**課題の要件:** 村の共同石窯の行事についての文章から、「僕は5年前、この村のパン屋さんで1カ月お世話になった。」で始まり「しっかりと熱をれんがに溜め込み、熱々だ。」で終わる部分をそのまま書き写してください。

**ページ抜粋:**
************

もうもうと黒い煙をたてながら、
石窯の中で薪が燃えている。
フランス西部、
人口140人の小さな村、サンピエール・シュル・エルブ。
村の中心に、
千年前からあるという優しい印象の教会がある。
横に小屋が建っていて、
築200年以上の共同石窯がある。
昔もこの窯で火を焚き、パンを焼いていたそうだ。
パン職人のローランさんがこの古い窯を修復。
年に1度、昔のように村人が集まり、
パンや持ち寄った料理を焼き、ワイワイ食べて飲む行事が開かれている。
僕は5年前、この村のパン屋さんで1カ月お世話になった。
パン作りはもちろん感動的だったけど、
それ以上にここに流れる時間に圧倒されジェラシーさえ覚えた。
何が違うのか。
それを知りたくて、このたびは長期滞在を決めた。
いろいろ調べたいので言葉も必要だと、
近くのナント大学でフランス語を学びながら、
休みのたびにサンピエール村に通っている。
行事が始まるのは夜7時頃。
村人が集まりだす。
朝から温め続けられていた窯は、
しっかりと熱をれんがに溜め込み、熱々だ。
まず最初に、
フランス語でフエという薄いピタパンをささっと窯入れして、
強火で5分ほどで焼き上げる。
それにチーズを挟んで食べる。
食前酒を飲みながら立ち話が始まる。
次に、
村人達が持ち寄ったピザや、キッシュなどの料理が、
窯いっぱいに入れられる。
窯入れを手伝う人。
焼く料理を運んでくる人。
飲みながら眺め歓談する人。
窯を中心に、空気がどっとにぎやかに生き生きとしてくる。
料理が焼けるころ、皆はやっと長テーブルに着き始め、
ここからが本番だと、歓談の声もボリュームを増す。

************

**提示資料:**
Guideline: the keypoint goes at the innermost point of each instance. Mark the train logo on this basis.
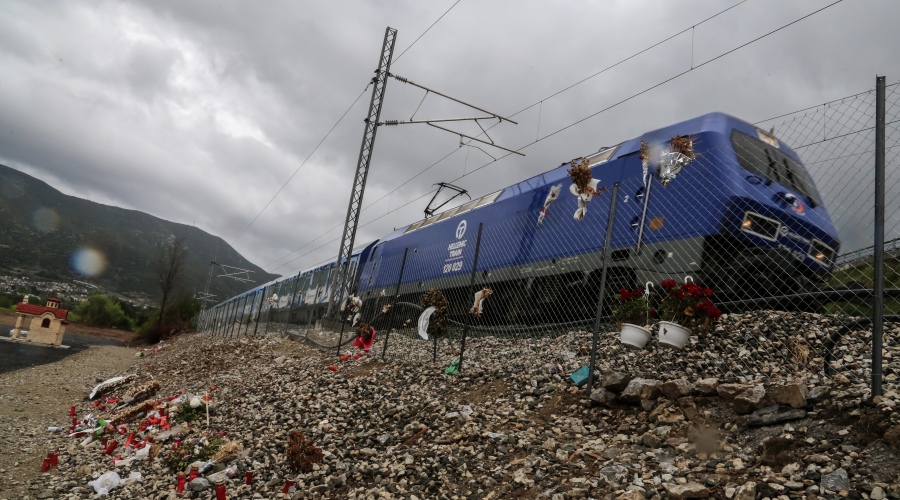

************

**回答全文:**
僕は5年前、この村のパン屋さんで1カ月お世話になった。
パン作りはもちろん感動的だったけど、
それ以上にここに流れる時間に圧倒されジェラシーさえ覚えた。
何が違うのか。
それを知りたくて、このたびは長期滞在を決めた。
いろいろ調べたいので言葉も必要だと、
近くのナント大学でフランス語を学びながら、
休みのたびにサンピエール村に通っている。
行事が始まるのは夜7時頃。
村人が集まりだす。
朝から温め続けられていた窯は、
しっかりと熱をれんがに溜め込み、熱々だ。